BEGIN Data for the task

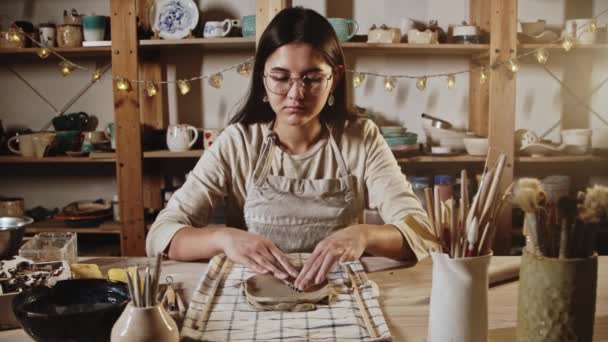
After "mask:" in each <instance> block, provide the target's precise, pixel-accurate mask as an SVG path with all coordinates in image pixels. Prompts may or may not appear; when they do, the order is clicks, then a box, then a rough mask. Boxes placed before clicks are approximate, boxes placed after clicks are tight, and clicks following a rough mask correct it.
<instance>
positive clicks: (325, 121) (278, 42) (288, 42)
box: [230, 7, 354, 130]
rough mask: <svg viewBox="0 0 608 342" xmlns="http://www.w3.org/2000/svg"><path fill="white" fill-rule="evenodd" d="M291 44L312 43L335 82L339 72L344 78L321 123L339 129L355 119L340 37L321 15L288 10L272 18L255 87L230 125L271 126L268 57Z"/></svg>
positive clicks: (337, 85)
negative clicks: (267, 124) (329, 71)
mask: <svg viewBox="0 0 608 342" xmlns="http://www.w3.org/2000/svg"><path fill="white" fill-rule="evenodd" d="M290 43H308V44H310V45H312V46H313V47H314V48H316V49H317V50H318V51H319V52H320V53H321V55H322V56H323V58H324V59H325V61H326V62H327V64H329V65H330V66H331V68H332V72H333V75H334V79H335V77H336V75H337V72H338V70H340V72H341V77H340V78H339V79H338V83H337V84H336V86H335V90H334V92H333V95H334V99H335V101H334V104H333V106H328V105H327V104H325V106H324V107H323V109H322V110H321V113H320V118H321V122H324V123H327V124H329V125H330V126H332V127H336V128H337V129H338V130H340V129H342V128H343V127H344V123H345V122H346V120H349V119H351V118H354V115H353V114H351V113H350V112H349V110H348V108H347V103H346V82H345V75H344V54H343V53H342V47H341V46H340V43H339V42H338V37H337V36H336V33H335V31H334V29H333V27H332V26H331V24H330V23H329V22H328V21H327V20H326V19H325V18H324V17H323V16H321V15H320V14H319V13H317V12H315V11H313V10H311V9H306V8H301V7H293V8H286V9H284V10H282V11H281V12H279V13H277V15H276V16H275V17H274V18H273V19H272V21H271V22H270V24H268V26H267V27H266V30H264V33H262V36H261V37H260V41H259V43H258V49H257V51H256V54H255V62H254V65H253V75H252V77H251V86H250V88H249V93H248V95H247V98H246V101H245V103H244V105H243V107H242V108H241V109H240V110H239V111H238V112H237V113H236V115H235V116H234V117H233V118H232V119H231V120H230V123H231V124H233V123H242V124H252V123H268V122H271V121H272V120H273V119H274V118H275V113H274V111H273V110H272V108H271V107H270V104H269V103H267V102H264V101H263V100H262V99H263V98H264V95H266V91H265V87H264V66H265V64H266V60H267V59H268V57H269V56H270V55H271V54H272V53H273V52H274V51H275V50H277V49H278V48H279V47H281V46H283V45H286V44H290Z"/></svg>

END Data for the task

» Problem details
Reproduce the stretch from the start of the records through the line that contains "box: [230, 7, 354, 130]", leaving the pictures out.

» Response below
After "mask:" in each <instance> block, provide the target's precise, pixel-accurate mask as an SVG path with all coordinates in image pixels. Prompts may or may not appear; when they do, the order is clicks, then a box, then a rough mask. Boxes placed before clicks are approximate, boxes placed after clicks are tight, and clicks following a rough mask correct it.
<instance>
positive clicks: (325, 121) (278, 42) (288, 42)
box: [230, 7, 354, 130]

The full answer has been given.